Source data section start

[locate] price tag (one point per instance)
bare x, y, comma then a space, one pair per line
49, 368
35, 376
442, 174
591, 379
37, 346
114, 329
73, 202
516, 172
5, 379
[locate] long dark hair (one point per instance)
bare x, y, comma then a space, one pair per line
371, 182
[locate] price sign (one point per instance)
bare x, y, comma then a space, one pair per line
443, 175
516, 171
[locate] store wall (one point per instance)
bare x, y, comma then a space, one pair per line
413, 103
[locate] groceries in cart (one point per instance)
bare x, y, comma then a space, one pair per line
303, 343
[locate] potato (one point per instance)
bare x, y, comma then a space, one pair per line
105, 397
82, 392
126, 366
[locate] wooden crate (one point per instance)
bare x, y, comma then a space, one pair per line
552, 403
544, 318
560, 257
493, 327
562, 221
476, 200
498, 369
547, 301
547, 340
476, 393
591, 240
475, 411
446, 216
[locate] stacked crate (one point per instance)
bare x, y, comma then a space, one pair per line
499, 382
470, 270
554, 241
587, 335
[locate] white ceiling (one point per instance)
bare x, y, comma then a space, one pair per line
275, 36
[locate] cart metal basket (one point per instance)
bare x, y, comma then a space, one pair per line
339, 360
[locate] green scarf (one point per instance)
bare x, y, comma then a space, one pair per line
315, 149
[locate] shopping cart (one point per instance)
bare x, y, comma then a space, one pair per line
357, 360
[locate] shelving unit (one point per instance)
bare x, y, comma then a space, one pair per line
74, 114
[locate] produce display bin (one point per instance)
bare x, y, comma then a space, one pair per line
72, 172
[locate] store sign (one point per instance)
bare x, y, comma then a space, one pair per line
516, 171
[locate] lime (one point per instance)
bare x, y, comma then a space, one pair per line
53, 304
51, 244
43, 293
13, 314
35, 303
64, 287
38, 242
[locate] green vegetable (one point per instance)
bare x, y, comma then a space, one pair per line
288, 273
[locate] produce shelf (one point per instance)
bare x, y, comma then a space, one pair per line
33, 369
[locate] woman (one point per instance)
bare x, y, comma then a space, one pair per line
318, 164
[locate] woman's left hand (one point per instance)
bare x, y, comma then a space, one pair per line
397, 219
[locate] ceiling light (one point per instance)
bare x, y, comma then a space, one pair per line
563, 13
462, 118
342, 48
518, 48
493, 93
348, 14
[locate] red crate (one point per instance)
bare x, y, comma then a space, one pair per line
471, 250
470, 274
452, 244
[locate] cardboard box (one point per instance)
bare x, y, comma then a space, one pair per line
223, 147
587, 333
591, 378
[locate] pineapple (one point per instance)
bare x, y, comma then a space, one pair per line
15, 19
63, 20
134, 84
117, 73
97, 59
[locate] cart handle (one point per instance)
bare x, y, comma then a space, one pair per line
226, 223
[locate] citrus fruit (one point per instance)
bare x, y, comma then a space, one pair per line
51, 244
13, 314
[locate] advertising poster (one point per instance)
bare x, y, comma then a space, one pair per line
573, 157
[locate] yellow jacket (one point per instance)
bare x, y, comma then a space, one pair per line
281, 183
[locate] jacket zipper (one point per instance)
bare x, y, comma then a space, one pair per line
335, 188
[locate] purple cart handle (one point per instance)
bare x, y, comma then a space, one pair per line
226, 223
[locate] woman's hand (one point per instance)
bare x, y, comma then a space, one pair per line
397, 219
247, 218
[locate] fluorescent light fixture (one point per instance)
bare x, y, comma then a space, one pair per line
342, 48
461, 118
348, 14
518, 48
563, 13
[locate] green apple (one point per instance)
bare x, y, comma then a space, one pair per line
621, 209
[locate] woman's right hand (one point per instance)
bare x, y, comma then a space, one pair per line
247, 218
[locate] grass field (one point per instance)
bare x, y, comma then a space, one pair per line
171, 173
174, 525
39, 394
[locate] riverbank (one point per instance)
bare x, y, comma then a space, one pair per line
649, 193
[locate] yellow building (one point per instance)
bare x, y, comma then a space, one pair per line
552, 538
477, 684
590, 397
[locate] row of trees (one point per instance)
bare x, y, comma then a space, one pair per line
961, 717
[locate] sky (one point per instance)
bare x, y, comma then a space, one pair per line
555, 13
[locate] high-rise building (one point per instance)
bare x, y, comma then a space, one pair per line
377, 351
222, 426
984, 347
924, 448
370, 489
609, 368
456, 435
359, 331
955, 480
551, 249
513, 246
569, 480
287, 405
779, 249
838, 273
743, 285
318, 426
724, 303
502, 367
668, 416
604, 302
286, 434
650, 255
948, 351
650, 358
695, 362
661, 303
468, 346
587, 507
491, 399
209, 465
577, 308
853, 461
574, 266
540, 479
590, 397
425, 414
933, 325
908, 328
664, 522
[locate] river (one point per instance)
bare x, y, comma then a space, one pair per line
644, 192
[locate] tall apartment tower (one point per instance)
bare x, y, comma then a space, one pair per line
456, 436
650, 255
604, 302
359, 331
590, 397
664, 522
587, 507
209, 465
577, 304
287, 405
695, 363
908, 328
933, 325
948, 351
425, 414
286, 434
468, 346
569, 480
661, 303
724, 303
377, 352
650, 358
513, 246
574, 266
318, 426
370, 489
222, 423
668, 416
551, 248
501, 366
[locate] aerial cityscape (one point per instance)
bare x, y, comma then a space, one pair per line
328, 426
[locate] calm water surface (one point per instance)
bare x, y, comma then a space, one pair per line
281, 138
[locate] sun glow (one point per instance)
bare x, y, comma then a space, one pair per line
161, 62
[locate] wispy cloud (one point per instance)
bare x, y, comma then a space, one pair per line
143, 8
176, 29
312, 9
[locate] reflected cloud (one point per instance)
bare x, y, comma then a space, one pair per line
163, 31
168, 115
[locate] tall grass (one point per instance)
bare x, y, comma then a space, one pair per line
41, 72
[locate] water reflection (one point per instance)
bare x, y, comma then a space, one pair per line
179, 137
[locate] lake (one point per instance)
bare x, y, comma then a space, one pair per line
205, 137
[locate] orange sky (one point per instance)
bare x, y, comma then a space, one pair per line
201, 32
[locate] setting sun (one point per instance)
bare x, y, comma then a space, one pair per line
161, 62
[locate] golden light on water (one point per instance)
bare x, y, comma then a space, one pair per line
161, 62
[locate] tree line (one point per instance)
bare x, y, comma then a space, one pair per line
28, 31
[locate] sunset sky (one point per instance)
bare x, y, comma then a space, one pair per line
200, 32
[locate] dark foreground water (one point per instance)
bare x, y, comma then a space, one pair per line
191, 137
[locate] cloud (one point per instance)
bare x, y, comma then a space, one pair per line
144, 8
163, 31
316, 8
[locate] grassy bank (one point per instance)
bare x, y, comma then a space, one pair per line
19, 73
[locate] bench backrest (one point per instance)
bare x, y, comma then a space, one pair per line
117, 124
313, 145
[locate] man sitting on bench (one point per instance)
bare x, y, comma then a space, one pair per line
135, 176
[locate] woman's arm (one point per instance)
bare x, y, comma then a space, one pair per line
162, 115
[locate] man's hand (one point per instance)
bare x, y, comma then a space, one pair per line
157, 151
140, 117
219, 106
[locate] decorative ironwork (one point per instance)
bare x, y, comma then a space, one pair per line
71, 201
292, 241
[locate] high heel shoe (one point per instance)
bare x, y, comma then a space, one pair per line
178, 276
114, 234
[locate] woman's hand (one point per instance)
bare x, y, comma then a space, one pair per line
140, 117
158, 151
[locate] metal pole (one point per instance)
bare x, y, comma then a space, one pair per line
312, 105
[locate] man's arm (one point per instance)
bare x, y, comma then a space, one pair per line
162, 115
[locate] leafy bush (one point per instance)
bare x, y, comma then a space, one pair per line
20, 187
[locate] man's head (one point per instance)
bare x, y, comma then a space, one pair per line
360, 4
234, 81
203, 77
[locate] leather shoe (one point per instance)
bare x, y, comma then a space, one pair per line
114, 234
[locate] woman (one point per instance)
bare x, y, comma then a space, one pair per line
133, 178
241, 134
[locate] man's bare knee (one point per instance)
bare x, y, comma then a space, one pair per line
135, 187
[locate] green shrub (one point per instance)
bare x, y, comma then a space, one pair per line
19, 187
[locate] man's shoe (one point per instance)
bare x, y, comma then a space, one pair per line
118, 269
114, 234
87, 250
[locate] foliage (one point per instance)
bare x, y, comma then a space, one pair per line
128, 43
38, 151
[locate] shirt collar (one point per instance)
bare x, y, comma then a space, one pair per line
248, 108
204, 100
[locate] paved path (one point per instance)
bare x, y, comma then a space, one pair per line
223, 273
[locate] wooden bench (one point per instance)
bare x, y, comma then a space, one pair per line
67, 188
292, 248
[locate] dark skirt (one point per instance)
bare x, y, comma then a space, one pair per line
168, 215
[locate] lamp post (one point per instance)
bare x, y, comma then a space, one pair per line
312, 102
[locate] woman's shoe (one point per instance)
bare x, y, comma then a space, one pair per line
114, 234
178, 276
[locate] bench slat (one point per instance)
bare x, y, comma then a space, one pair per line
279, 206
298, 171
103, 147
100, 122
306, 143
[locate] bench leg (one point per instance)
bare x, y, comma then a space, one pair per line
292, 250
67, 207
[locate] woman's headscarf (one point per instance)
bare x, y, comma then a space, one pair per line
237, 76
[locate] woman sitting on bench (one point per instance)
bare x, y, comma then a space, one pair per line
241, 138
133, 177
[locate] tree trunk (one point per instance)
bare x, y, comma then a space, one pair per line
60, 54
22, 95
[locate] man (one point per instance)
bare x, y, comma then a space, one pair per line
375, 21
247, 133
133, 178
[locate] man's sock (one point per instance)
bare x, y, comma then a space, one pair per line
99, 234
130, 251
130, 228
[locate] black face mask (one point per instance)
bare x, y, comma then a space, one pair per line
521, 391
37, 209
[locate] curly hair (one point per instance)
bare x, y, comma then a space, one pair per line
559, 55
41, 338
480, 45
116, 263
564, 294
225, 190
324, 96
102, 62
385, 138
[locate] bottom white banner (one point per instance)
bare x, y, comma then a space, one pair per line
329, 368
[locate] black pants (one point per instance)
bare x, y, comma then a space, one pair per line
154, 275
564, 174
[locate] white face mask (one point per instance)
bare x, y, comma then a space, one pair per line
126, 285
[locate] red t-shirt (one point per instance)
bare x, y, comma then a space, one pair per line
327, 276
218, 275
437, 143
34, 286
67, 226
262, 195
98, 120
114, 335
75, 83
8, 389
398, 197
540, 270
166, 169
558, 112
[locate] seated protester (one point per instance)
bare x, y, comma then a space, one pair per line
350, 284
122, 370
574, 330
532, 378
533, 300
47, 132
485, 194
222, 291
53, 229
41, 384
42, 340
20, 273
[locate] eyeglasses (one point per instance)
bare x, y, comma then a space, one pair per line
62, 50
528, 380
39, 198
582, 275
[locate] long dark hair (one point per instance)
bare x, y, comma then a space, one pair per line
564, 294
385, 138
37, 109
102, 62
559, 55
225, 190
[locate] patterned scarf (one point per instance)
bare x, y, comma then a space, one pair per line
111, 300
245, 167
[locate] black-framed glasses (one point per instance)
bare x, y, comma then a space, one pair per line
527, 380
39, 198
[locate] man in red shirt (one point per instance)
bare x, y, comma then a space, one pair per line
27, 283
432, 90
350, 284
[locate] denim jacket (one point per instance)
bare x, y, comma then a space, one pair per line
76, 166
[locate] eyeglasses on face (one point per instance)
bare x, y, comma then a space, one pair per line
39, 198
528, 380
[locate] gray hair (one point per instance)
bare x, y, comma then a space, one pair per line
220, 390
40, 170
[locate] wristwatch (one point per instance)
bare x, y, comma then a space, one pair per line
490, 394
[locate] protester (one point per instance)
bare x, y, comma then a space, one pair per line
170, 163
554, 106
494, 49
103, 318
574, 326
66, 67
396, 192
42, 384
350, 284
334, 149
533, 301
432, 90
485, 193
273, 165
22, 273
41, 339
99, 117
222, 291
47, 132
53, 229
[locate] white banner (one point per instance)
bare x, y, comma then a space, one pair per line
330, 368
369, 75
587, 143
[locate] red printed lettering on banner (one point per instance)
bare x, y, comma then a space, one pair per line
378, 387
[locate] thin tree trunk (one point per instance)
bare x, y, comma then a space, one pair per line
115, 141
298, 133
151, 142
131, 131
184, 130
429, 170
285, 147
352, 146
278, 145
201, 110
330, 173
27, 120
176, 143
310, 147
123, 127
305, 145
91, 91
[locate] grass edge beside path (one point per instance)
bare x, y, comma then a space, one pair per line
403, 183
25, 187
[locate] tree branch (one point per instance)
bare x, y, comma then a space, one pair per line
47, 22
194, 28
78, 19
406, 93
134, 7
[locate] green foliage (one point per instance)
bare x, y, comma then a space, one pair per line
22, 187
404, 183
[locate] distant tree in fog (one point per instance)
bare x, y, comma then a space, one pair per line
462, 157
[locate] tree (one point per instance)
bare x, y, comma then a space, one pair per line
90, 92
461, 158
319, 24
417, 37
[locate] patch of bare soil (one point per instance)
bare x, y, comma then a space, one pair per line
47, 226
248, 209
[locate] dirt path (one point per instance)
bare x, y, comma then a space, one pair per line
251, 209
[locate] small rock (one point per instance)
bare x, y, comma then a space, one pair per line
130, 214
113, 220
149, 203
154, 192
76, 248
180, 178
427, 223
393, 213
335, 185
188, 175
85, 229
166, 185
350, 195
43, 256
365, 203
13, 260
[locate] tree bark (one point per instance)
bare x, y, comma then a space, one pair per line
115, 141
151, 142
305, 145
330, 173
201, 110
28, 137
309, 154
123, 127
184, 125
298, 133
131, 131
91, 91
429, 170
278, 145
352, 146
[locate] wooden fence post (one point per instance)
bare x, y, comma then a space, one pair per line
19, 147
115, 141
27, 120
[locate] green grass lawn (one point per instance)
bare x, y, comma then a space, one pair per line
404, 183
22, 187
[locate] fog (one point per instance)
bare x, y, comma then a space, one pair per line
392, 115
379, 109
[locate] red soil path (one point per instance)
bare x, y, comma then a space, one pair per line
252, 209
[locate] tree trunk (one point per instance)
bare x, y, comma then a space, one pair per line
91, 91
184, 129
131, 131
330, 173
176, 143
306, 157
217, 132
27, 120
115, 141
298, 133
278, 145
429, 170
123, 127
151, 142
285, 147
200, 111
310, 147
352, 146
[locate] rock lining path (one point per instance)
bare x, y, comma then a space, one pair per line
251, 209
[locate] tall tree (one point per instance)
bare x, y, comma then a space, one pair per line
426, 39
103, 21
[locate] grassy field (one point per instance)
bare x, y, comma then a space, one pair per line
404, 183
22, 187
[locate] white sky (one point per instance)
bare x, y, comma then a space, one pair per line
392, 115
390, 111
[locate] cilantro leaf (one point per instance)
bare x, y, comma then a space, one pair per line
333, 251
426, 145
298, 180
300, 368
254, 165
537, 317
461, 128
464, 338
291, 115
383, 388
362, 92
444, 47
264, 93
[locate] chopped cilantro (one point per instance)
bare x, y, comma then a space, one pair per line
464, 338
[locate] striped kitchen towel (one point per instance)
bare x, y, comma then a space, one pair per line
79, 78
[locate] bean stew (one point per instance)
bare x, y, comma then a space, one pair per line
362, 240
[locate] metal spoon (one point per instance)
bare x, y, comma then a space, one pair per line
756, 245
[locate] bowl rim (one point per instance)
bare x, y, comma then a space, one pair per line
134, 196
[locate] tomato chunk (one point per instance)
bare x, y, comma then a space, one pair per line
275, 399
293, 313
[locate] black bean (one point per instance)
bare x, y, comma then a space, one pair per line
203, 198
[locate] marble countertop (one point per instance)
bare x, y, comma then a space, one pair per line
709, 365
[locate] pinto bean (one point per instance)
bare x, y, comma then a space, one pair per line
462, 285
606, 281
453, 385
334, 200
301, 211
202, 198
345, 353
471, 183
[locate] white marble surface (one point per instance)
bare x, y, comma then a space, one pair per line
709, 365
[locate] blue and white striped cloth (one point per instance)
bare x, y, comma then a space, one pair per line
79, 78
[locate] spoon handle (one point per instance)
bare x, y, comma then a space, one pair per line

Source data section end

# What to do
Going back to the entries above, set down exactly the lines that begin at the one with "[locate] curly hair (one point per instance)" and end at the one with "[locate] bottom white", both included, and nothing else.

# Result
[locate] curly hair (one point per instance)
bare x, y, comma then a space, one pair per line
559, 55
41, 338
480, 45
116, 263
564, 294
225, 190
324, 96
102, 62
385, 138
[locate] bottom white banner (one point per instance)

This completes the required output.